Socialisme et camping

par Jérôme Tournadre-Plancq

On pouvait, jusqu’à ces dernières semaines, regretter que le travail de Gerald Allan Cohen soit relativement peu connu en France et n’ait, surtout, pas fait l’objet de traductions. Celui que Jane O’Gready présentait, au lendemain de sa mort dans les pages du Guardian, comme étant « sans doute le principal philosophe politique de la gauche », mériterait certainement un peu de la notoriété dont Amartya Sen, entre autres, bénéficie désormais de ce côté-ci de la Manche. L’oubli est cependant derrière nous avec la publication récente du dernier écrit de Gerald Cohen, Pourquoi pas le socialisme ?


Capable de ferrailler avec John Rawls (à qui il reprochait les effets pervers de son « principe de différence ») et Robert Nozick (dont il démontrera notamment les limites d’une réflexion reposant sur le supposé antagonisme entre la liberté et l’égalité), Gerald Cohen s’était avant tout signalé dans le monde intellectuel international comme l’un des plus intéressants épigones de Marx. En 1978, en publiant Karl Marx’s Theory of History: A Defence, cet enfant d’ouvriers canadiens posait en effet les jalons d’une pensée ambitionnant de lire le philosophe allemand à la lumière de la philosophie analytique du XXe siècle.

Cohen connaîtra par la suite une trajectoire qui le verra rejoindre le corps enseignant du prestigieux All Souls College d’Oxford et se rapprocher, lors des dernières années de sa vie, d’une pensée empreinte de christianisme, intéressée par les attitudes individuelles et leur influence sur le changement social. Se campant alors volontiers en « ex-marxiste », le philosophe ne renoncera cependant pas à croire aux vertus de l’égalitarisme, principale matrice du socialisme. Et c’est finalement cette conviction qui porte le court essai que publient les Éditions de l’Herne dans la collection des « Cahiers anti-capitalistes ».

CONSIGNE A —
D'après le texte source, en quelle année Gerald Cohen a-t-il publié Karl Marx's Theory of History: A Defence ?
Le texte et les enregistrements n'ont aucun lien entre eux.

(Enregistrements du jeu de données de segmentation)

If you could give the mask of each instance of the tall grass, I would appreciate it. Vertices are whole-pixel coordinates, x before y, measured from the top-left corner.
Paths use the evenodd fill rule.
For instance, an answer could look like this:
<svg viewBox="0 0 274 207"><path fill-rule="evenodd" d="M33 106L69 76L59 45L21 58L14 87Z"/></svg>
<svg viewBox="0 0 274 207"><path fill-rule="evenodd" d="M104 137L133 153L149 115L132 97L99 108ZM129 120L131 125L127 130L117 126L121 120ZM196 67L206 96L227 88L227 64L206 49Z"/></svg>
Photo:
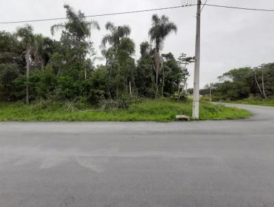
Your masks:
<svg viewBox="0 0 274 207"><path fill-rule="evenodd" d="M131 104L127 110L69 111L62 102L25 105L22 102L0 103L0 121L175 121L176 114L191 117L192 102L177 102L167 99L148 99ZM201 102L200 119L242 119L250 116L247 110Z"/></svg>

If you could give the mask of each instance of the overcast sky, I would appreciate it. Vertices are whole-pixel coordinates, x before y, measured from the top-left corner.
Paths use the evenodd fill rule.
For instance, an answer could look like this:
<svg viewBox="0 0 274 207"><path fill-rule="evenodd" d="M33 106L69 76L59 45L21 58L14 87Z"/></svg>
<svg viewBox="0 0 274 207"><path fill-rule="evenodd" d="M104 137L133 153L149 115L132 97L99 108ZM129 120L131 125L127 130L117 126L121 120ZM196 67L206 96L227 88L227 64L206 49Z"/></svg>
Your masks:
<svg viewBox="0 0 274 207"><path fill-rule="evenodd" d="M64 17L64 3L89 15L176 6L181 5L181 0L0 0L0 21ZM273 0L208 0L208 3L274 9ZM116 25L130 25L130 37L136 43L136 57L138 57L140 43L149 39L147 32L151 15L157 13L169 16L178 27L177 34L173 34L167 38L162 53L170 51L175 58L181 53L194 56L195 12L193 6L94 18L101 27L99 32L92 32L97 56L101 56L99 46L106 32L104 25L110 21ZM62 21L31 24L36 33L51 36L51 25L60 22ZM273 22L274 12L206 7L201 16L201 87L216 82L219 75L230 69L274 62ZM23 25L0 25L0 29L12 32ZM58 39L60 34L53 38ZM189 67L189 71L191 74L189 84L192 87L193 66Z"/></svg>

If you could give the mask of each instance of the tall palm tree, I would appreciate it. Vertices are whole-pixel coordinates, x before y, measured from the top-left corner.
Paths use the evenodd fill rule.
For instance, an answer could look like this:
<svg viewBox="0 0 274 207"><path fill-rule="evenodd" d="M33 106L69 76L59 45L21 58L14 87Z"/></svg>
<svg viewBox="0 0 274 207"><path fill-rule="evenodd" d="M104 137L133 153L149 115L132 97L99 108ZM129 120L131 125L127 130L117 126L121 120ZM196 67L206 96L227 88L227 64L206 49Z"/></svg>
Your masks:
<svg viewBox="0 0 274 207"><path fill-rule="evenodd" d="M172 32L177 32L177 26L173 22L169 21L168 16L162 15L159 17L157 14L152 16L152 25L149 31L151 42L155 44L154 64L156 73L156 92L158 90L158 76L162 68L162 60L160 54L160 49L163 47L166 38Z"/></svg>
<svg viewBox="0 0 274 207"><path fill-rule="evenodd" d="M34 29L29 25L25 27L18 27L16 35L21 38L21 42L24 48L25 59L26 62L26 76L27 76L27 88L26 88L26 103L29 103L29 64L31 53L35 49L35 36L33 33Z"/></svg>
<svg viewBox="0 0 274 207"><path fill-rule="evenodd" d="M105 29L110 32L103 38L102 45L105 47L106 44L110 44L114 49L116 49L120 45L122 38L130 34L131 29L128 25L115 26L112 23L108 22L105 24Z"/></svg>
<svg viewBox="0 0 274 207"><path fill-rule="evenodd" d="M90 37L91 29L100 29L98 22L96 21L88 21L86 16L80 10L76 12L70 5L65 4L64 8L66 10L66 18L68 21L64 23L53 25L51 27L51 34L54 35L55 31L64 29L74 34L79 40Z"/></svg>
<svg viewBox="0 0 274 207"><path fill-rule="evenodd" d="M44 37L42 34L35 35L35 51L33 53L34 64L39 65L41 70L44 69L45 66L49 60L50 56L53 53L53 41L48 37Z"/></svg>
<svg viewBox="0 0 274 207"><path fill-rule="evenodd" d="M128 25L115 26L114 23L111 22L108 22L105 24L105 29L110 32L110 33L105 35L102 39L101 53L105 58L106 65L110 66L108 90L108 94L111 97L110 89L110 80L112 75L113 64L115 60L117 60L117 59L119 59L118 57L119 48L123 43L128 43L127 44L127 47L129 47L128 49L131 48L132 49L129 50L133 51L134 50L135 45L133 41L127 38L127 36L129 36L131 32L129 26ZM108 43L110 45L110 48L106 49ZM118 82L116 82L116 84L118 84ZM117 84L116 84L116 91L118 91Z"/></svg>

CONSIGNE B —
Dans les enregistrements, recopiez la partie qui commence à la ligne contenant « the tall palm » et se termine à la fin des enregistrements. Remplacez « top-left corner » par « upper-left corner » et ne modifiez rien d'autre.

RÉPONSE A —
En 1978.

RÉPONSE B —
If you could give the mask of each instance of the tall palm tree, I would appreciate it. Vertices are whole-pixel coordinates, x before y, measured from the upper-left corner.
Paths use the evenodd fill rule.
For instance, an answer could look like this:
<svg viewBox="0 0 274 207"><path fill-rule="evenodd" d="M33 106L69 76L59 45L21 58L14 87Z"/></svg>
<svg viewBox="0 0 274 207"><path fill-rule="evenodd" d="M104 137L133 153L149 115L132 97L99 108ZM129 120L131 125L127 130L117 126L121 120ZM196 67L206 96L227 88L227 64L206 49Z"/></svg>
Your masks:
<svg viewBox="0 0 274 207"><path fill-rule="evenodd" d="M172 32L177 32L177 26L173 22L169 21L168 16L162 15L159 17L157 14L152 16L152 25L149 31L151 42L155 44L154 64L156 73L156 92L158 90L158 76L162 68L162 60L160 54L160 49L163 47L166 38Z"/></svg>
<svg viewBox="0 0 274 207"><path fill-rule="evenodd" d="M34 29L29 25L25 27L18 27L16 35L21 38L21 42L24 48L25 59L26 62L26 76L27 76L27 88L26 88L26 103L29 103L29 64L31 53L35 49L35 36L33 33Z"/></svg>
<svg viewBox="0 0 274 207"><path fill-rule="evenodd" d="M105 29L110 32L103 38L102 45L105 47L106 44L110 44L114 49L116 49L120 45L122 38L130 34L131 29L128 25L115 26L112 23L108 22L105 24Z"/></svg>
<svg viewBox="0 0 274 207"><path fill-rule="evenodd" d="M90 37L91 29L100 29L98 22L96 21L88 21L86 16L80 10L76 12L70 5L65 4L64 8L66 10L66 18L68 21L64 23L53 25L51 27L51 34L54 35L55 31L64 29L74 34L79 40Z"/></svg>
<svg viewBox="0 0 274 207"><path fill-rule="evenodd" d="M44 37L42 34L35 35L35 51L33 53L34 64L39 65L41 70L44 69L45 66L49 60L50 56L53 53L53 41L48 37Z"/></svg>
<svg viewBox="0 0 274 207"><path fill-rule="evenodd" d="M128 25L115 26L114 23L111 22L108 22L105 24L105 29L110 32L110 33L105 35L102 39L101 53L105 58L106 65L110 66L108 90L108 94L111 97L110 89L110 80L112 75L113 64L115 60L117 60L117 59L119 59L118 57L119 48L123 43L128 43L127 44L127 47L129 47L128 49L131 48L132 49L129 50L133 51L134 50L135 45L133 41L127 38L127 36L129 36L131 32L129 26ZM108 43L110 45L110 48L106 49ZM118 82L116 82L116 84L118 84ZM117 84L116 84L116 91L118 91Z"/></svg>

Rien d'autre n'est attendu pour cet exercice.